Stated task. How many lines of the material below contain the word "forest"? Reply with the number alone.

[Data records]
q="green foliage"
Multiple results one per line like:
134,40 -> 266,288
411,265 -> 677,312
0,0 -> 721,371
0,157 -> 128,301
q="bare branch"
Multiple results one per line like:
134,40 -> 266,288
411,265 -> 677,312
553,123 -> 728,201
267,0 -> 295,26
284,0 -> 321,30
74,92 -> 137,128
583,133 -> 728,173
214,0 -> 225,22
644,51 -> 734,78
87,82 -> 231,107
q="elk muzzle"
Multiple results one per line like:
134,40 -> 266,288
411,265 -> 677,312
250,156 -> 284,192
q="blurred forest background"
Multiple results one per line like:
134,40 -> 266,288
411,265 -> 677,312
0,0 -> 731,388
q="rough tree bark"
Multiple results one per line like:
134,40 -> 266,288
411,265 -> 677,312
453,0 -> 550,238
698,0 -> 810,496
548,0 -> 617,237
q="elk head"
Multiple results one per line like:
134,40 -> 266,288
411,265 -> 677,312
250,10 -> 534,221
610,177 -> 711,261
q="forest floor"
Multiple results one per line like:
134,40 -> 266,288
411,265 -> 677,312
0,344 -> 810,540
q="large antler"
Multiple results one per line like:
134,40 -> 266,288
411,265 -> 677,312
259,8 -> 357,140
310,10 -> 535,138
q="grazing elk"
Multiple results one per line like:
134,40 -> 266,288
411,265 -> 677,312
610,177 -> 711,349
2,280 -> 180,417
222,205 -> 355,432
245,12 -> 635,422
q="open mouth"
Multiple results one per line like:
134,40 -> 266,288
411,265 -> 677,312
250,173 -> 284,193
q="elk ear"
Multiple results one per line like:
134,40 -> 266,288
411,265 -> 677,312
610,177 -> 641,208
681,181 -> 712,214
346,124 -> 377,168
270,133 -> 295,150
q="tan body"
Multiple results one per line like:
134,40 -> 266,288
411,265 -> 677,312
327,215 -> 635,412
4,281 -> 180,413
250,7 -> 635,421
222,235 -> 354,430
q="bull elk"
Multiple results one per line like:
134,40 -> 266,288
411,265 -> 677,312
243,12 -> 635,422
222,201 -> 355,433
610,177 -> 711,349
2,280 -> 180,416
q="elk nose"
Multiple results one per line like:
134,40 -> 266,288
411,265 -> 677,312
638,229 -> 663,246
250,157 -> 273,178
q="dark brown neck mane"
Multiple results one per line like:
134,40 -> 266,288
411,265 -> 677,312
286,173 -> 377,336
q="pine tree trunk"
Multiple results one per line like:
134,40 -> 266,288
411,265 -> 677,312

The output. 2